**Problems and tasks**.
1/ What ingredient does the article on the Keighley nasal spray flu vaccine say the Fluenz vaccine contains?
2/ Continue the article on the Keighley nasal spray flu vaccine from its last sentence.

Keighley Muslims dispute use of ‘halal’ nasal spray

Keighley Muslims have been advised a nasal spray flu vaccine for youngsters is compatible with Islam.

But local religious leaders have questioned this view.

Shirley Brierley, consultant in public health for Bradford Council, was responding to concerns this type of vaccine was derived from pork.

She said: “Flu isn’t just a cold – it’s a very contagious illness that can result in death – we’d encourage anyone eligible for a flu vaccination to have one.

“The injectable form of the flu vaccine is suitable for all eligible people 18 years and over, and also very young children under two years of age.

“All eligible children between two and 17 years will be offered Fluenz vaccine via a nasal spray, which is more effective for this age group.

“It contains porcine gelatine, but this is understood to be a transformed product and acceptable within Islamic and Jewish communities.

**Dataset entries**.
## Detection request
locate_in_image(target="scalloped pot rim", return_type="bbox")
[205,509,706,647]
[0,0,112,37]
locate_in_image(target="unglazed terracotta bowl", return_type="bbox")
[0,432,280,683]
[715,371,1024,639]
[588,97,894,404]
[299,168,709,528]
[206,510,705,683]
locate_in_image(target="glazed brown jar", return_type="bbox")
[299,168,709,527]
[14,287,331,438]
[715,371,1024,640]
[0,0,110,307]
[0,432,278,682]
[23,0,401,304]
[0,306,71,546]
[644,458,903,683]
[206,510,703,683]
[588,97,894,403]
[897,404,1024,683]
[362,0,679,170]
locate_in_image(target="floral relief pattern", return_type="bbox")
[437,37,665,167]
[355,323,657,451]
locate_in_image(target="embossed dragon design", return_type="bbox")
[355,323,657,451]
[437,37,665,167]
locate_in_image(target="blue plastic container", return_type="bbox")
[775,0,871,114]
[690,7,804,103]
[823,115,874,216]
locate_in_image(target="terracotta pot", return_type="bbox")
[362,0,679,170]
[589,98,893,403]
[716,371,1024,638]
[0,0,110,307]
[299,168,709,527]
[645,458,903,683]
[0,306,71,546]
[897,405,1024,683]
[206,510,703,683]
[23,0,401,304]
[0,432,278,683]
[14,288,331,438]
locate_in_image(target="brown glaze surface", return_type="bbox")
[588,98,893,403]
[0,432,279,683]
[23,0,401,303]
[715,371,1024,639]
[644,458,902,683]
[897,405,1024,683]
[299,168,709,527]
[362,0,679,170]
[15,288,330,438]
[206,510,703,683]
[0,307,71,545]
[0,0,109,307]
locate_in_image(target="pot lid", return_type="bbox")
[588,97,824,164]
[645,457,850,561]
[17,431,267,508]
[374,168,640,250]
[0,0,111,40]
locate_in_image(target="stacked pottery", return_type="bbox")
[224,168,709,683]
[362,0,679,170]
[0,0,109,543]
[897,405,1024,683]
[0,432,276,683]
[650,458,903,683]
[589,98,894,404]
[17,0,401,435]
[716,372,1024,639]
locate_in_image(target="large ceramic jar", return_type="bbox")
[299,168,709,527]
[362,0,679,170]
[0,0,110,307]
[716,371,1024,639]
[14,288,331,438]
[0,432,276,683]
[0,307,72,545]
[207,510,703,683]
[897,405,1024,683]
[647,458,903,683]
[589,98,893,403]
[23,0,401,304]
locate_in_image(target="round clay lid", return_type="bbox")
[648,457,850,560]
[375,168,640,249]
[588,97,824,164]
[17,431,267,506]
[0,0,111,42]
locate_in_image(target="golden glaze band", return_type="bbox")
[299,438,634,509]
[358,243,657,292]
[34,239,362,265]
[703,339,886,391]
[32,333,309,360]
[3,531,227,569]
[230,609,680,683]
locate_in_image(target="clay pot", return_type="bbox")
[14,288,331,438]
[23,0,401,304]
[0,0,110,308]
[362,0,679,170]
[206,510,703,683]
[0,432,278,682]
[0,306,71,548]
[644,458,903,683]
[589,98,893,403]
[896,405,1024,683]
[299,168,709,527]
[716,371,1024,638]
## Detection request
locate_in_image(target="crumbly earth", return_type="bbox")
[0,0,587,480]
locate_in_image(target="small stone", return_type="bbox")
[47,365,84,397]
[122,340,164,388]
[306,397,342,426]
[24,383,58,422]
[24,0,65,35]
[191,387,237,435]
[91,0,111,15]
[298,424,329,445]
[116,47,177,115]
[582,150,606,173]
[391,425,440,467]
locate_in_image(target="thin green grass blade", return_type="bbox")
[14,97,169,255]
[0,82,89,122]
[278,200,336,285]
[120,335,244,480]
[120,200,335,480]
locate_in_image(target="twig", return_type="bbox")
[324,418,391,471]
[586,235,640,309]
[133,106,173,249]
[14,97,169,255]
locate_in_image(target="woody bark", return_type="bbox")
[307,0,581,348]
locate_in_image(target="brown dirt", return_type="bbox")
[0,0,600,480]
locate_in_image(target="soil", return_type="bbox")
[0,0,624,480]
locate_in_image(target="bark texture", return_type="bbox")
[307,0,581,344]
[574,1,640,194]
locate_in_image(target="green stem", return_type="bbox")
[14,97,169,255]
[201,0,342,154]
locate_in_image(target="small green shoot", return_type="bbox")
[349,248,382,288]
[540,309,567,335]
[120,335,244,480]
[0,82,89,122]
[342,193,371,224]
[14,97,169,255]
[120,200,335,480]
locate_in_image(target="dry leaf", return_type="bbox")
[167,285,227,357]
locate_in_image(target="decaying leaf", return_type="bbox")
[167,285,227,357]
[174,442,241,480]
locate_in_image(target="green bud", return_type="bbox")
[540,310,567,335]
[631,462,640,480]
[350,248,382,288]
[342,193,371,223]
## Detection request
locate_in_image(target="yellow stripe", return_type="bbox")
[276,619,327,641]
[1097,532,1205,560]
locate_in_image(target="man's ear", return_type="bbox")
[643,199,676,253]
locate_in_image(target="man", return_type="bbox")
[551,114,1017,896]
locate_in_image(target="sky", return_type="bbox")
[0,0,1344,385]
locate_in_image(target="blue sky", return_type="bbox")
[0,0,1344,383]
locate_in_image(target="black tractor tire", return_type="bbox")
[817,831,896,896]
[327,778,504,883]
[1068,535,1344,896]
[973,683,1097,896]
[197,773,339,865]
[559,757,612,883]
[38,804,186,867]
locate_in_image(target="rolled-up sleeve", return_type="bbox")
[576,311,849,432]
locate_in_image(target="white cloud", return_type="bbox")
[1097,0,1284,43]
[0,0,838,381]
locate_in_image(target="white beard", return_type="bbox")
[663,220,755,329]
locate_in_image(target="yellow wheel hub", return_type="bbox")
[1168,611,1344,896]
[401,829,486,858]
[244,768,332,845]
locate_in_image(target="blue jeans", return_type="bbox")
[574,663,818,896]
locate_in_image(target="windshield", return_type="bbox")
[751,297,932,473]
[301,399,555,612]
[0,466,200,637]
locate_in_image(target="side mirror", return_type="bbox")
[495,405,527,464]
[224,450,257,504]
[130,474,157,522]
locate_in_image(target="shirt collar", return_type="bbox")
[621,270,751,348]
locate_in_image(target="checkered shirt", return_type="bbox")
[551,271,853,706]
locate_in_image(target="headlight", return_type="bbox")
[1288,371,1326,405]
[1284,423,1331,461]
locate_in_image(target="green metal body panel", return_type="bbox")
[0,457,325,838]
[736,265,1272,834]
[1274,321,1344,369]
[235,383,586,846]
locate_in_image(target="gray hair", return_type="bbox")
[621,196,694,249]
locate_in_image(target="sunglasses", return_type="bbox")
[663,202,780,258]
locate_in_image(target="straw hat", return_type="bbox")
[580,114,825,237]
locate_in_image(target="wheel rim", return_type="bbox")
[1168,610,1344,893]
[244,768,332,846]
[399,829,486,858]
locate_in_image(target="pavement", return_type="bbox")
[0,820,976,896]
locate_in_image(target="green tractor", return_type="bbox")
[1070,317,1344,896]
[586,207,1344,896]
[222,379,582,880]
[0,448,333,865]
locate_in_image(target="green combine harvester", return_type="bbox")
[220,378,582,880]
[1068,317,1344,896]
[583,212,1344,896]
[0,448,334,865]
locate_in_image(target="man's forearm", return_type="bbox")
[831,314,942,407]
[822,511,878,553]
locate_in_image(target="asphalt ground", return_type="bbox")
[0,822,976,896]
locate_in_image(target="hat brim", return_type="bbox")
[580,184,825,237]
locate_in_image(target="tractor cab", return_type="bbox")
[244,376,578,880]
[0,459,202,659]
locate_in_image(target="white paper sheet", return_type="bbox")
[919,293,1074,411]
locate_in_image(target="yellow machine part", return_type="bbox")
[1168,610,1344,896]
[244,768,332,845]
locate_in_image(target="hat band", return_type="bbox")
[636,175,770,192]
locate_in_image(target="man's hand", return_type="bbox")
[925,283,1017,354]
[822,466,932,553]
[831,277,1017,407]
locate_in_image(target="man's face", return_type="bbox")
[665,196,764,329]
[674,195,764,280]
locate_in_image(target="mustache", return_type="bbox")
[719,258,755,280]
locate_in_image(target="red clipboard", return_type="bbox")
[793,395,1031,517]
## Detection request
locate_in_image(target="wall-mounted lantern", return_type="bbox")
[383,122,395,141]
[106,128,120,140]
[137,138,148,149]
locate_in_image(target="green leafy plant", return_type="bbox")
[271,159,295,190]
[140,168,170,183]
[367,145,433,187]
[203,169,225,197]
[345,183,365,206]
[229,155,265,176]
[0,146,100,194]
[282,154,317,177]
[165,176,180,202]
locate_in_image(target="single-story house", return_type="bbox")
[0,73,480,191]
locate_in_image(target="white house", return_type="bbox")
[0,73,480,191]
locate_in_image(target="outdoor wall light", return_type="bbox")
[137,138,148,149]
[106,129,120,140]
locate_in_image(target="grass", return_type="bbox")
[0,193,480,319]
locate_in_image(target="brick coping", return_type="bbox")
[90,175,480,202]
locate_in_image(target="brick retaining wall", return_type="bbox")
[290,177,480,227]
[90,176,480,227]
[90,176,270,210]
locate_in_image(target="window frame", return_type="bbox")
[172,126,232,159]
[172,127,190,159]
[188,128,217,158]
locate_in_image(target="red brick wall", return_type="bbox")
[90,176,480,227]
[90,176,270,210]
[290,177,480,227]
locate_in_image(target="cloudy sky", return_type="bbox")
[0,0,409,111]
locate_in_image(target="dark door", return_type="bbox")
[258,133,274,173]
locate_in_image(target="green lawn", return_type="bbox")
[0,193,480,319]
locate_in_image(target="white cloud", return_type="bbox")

**Answers to each task**.
1/ Porcine gelatine.

2/
“In 2001, the World Health Organisation consulted more than 100 Muslim scholars and confirmed the gelatine is considered halal.”

However, Mohammed Saleem, Keighley Muslim Association spokesman, said he understood the nasal spray is not acceptable for Muslims when there is an injectable form of vaccine available.

“As the nasal spray contains a form of pork gelatine, it would not be permissible for Muslims to administer,” he said. “Therefore, Muslim children should be offered the injection as an alternative.”